▸ EXERCISE GOAL: Continue the abstract on using pulsed corona discharges to treat copper-mining waste in Chile, starting right after its last sentence.

▸ TEXT SEGMENT:
433715 “Role of Pulsed Coronas Discharges in Mining Processing Decontamination- an Example from Copper Mining in Chile”

Wednesday, November 11, 2015: 8:45 AM
255F (Salt Palace Convention Center)
Pedro E. Arce, Chemical Engineering, TENNESSEE TECHNOLOGICAL UNIVERSITY, Cookeville, TN and Katherine Cerda, Chemical Engineering, Tennessee Technological University, Cookeville, TN

Advanced oxidation techniques and, in particular Pulsed Corona Discharges, PCD, (also known as thermal plasma degradation) are powerful approaches to eliminate organic contaminants from water effluents from industrial processes. The degradation power is associated with the mixture of high oxidation radicals (i.e., hydroxyls, H., etc.) as well as with the presence of other oxidizing agents including aqueous electron and hydrogen peroxide (i.e., eeq, H2O2, etc.), among others.  The North region of Chile is wealthy in valuable minerals and, in particular, copper. The national production of copper is about 32% and it is handled by the state of Chile. Unfortunately, associated with this production there is a considerable deposit in mine tailing near the location of mines. This mine tailing is detrimental for the environment since, frequently, it contains organic compounds that are toxic to the environment. One type used by the mining industry in Chile are Xanthates. In particular, Sodium Isopropyl Xanthate (SIPX).

▸ SOURCE DATA:
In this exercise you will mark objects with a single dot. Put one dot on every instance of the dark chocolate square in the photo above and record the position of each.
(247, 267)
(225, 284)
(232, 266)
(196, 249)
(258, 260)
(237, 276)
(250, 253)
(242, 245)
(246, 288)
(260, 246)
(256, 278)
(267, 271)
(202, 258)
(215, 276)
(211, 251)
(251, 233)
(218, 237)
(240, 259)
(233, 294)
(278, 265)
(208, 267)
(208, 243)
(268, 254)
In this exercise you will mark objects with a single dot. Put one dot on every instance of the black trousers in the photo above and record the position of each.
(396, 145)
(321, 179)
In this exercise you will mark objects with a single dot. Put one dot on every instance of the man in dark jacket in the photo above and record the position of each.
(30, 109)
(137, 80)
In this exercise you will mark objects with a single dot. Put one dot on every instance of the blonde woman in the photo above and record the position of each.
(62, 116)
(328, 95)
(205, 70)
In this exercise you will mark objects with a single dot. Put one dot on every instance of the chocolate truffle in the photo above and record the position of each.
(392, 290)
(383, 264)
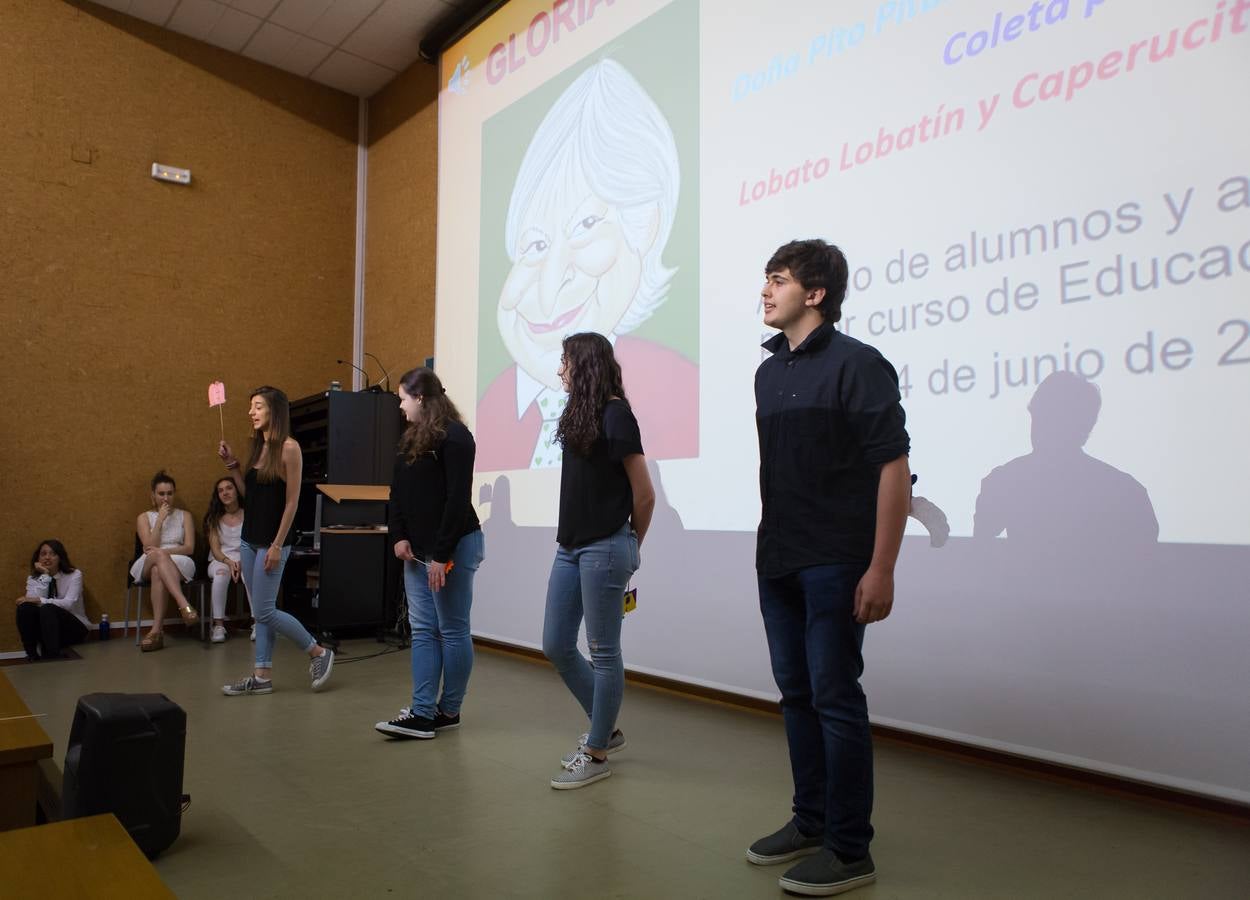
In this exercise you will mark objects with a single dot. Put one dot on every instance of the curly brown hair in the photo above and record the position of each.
(436, 410)
(594, 378)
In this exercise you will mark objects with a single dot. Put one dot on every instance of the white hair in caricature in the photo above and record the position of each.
(609, 130)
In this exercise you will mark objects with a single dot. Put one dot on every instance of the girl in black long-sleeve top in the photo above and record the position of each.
(435, 531)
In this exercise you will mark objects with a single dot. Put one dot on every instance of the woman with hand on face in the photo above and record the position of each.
(606, 501)
(271, 489)
(223, 524)
(168, 539)
(50, 615)
(435, 531)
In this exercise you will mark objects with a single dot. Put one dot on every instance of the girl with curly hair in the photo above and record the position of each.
(606, 500)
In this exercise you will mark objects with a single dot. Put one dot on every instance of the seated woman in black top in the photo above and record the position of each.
(605, 508)
(50, 613)
(434, 529)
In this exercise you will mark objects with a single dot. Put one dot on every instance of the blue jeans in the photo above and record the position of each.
(815, 646)
(441, 644)
(590, 580)
(263, 589)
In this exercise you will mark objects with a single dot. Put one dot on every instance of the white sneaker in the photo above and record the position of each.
(580, 771)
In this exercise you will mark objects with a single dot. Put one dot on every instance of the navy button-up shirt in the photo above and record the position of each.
(829, 418)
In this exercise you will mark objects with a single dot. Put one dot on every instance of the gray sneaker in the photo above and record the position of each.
(615, 744)
(580, 771)
(824, 875)
(783, 845)
(320, 669)
(248, 685)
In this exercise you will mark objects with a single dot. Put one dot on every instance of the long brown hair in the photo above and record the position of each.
(594, 379)
(218, 509)
(436, 410)
(279, 430)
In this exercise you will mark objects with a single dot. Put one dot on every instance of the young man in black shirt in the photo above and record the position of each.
(835, 489)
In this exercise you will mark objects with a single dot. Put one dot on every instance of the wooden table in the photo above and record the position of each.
(23, 743)
(78, 858)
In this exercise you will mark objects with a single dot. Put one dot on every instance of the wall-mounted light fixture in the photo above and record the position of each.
(163, 173)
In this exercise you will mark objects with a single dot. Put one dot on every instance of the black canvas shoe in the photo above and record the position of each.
(406, 725)
(441, 720)
(825, 875)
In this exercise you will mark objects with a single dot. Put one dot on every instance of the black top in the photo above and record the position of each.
(595, 494)
(430, 504)
(265, 504)
(829, 418)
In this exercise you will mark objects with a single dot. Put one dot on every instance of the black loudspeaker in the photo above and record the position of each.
(125, 756)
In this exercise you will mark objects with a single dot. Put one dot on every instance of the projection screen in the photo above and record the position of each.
(1046, 213)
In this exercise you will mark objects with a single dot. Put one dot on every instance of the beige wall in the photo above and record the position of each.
(123, 296)
(403, 216)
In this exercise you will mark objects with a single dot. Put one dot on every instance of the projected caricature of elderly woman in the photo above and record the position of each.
(590, 214)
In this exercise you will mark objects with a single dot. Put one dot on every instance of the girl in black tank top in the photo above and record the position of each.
(266, 501)
(270, 485)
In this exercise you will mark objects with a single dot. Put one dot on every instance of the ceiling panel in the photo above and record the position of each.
(354, 45)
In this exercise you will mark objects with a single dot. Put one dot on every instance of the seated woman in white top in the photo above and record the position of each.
(50, 615)
(223, 524)
(168, 539)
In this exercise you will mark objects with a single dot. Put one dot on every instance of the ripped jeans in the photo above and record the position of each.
(590, 581)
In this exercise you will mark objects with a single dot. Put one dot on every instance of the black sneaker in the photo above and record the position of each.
(441, 720)
(824, 875)
(406, 725)
(783, 845)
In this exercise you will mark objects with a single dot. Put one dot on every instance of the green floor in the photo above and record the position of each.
(294, 794)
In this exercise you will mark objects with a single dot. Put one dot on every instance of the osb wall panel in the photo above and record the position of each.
(403, 218)
(123, 298)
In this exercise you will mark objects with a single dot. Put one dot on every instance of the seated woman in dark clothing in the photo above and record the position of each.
(50, 615)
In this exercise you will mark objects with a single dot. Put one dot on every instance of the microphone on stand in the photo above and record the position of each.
(380, 366)
(356, 368)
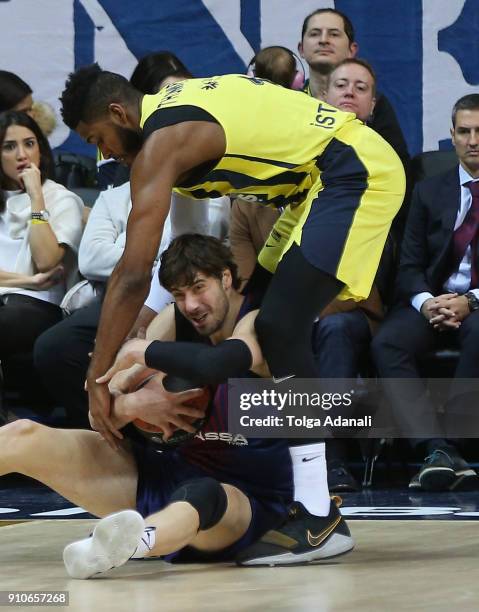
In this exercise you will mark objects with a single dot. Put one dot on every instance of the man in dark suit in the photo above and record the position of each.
(438, 304)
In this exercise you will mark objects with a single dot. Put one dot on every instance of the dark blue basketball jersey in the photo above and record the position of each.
(260, 467)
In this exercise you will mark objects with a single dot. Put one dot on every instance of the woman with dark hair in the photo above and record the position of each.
(15, 94)
(40, 230)
(155, 69)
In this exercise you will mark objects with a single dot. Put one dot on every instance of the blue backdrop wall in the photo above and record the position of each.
(425, 52)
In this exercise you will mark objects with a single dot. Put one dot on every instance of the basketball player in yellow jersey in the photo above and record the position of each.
(340, 184)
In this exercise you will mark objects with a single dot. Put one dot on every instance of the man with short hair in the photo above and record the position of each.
(206, 499)
(438, 303)
(327, 38)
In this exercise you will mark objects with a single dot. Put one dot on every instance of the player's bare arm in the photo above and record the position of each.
(246, 332)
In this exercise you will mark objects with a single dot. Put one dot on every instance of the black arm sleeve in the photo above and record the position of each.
(206, 365)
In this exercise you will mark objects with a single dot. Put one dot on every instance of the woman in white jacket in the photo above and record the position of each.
(40, 230)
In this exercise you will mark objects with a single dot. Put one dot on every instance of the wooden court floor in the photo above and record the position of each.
(397, 565)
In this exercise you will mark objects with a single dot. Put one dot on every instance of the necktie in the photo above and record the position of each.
(466, 234)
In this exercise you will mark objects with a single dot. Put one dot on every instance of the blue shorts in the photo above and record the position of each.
(160, 474)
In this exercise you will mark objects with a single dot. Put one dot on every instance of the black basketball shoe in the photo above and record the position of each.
(303, 538)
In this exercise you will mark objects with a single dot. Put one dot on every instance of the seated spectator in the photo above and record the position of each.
(438, 304)
(352, 88)
(278, 65)
(17, 95)
(61, 353)
(327, 38)
(40, 230)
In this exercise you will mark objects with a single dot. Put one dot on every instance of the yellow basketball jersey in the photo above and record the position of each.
(274, 136)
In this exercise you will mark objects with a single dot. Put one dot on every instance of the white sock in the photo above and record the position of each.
(310, 477)
(147, 542)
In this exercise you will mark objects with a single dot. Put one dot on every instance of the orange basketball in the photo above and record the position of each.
(175, 384)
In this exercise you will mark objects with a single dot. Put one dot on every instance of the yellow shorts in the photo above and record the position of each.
(342, 225)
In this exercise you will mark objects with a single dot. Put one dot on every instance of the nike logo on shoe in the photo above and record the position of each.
(315, 540)
(283, 378)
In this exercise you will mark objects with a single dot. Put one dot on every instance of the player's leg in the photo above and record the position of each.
(78, 464)
(334, 246)
(202, 513)
(209, 518)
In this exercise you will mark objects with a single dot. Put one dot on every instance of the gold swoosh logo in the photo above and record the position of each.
(315, 540)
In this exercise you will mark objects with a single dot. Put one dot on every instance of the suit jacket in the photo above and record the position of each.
(426, 254)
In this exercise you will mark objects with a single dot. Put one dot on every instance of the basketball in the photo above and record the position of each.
(175, 384)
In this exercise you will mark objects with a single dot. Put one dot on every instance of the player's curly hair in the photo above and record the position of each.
(192, 253)
(89, 91)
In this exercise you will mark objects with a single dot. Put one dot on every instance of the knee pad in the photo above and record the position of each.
(207, 497)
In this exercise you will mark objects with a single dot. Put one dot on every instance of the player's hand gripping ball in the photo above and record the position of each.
(174, 384)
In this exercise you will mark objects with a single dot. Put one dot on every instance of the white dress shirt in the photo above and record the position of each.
(460, 280)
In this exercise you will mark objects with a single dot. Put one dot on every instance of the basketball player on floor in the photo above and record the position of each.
(340, 183)
(207, 499)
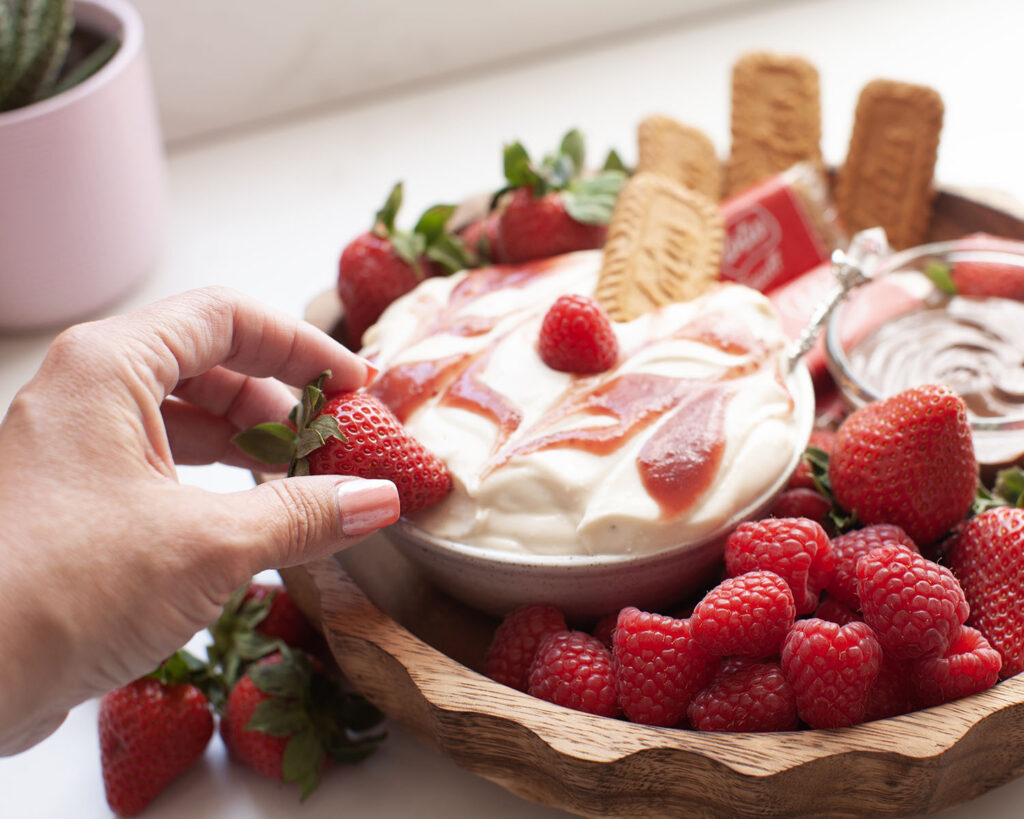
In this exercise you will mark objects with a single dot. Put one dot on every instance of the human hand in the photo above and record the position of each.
(109, 564)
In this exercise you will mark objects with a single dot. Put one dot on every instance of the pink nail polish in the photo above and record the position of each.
(371, 372)
(366, 506)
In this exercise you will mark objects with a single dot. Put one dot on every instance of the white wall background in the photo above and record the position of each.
(221, 63)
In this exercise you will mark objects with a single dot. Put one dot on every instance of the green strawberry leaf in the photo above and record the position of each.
(431, 224)
(288, 678)
(384, 218)
(279, 717)
(269, 443)
(519, 170)
(410, 247)
(1010, 485)
(939, 272)
(817, 462)
(572, 147)
(592, 200)
(451, 253)
(321, 430)
(302, 762)
(614, 163)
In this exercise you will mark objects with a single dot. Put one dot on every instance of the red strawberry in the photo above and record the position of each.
(832, 670)
(913, 605)
(480, 238)
(577, 337)
(151, 732)
(536, 227)
(285, 700)
(988, 560)
(553, 208)
(371, 275)
(970, 664)
(376, 445)
(283, 619)
(573, 670)
(988, 278)
(745, 615)
(796, 549)
(753, 698)
(658, 666)
(380, 265)
(849, 548)
(907, 460)
(515, 642)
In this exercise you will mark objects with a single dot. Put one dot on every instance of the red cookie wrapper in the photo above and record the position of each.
(779, 228)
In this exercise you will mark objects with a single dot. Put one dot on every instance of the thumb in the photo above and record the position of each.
(293, 520)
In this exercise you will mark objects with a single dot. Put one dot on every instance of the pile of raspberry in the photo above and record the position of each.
(803, 631)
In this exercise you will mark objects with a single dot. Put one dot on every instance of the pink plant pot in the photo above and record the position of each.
(82, 186)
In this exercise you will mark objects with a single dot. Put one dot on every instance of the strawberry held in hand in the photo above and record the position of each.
(380, 265)
(151, 732)
(353, 433)
(552, 209)
(907, 460)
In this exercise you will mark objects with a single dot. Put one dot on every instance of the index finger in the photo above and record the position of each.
(190, 333)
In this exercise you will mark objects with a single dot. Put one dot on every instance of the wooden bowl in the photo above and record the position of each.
(416, 653)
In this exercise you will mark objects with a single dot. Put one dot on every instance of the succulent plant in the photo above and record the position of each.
(38, 57)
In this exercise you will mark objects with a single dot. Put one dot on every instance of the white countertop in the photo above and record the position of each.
(267, 212)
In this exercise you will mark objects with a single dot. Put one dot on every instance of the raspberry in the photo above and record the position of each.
(913, 605)
(836, 611)
(893, 692)
(577, 337)
(754, 698)
(969, 665)
(849, 548)
(747, 615)
(516, 641)
(796, 549)
(802, 503)
(658, 666)
(832, 670)
(604, 628)
(573, 670)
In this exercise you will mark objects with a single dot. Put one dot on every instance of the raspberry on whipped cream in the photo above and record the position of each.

▸ YOUR RESPONSE:
In this contribution, PCD has been applied to test the degradation level of the SIPX under a variety of conditions of operations. These include, for example, different pH, initial concentrations, electrodes gaps, etc. In addition, a detailed characterization of the PCD reactor (with point-to-point electrodes) and addition of air has been conducted. The degradation of the SIPX reached a successful level of 99% within a minutes of arc treatment. Results from the effort and observations for future work will be offered in the presentation by the co-authors.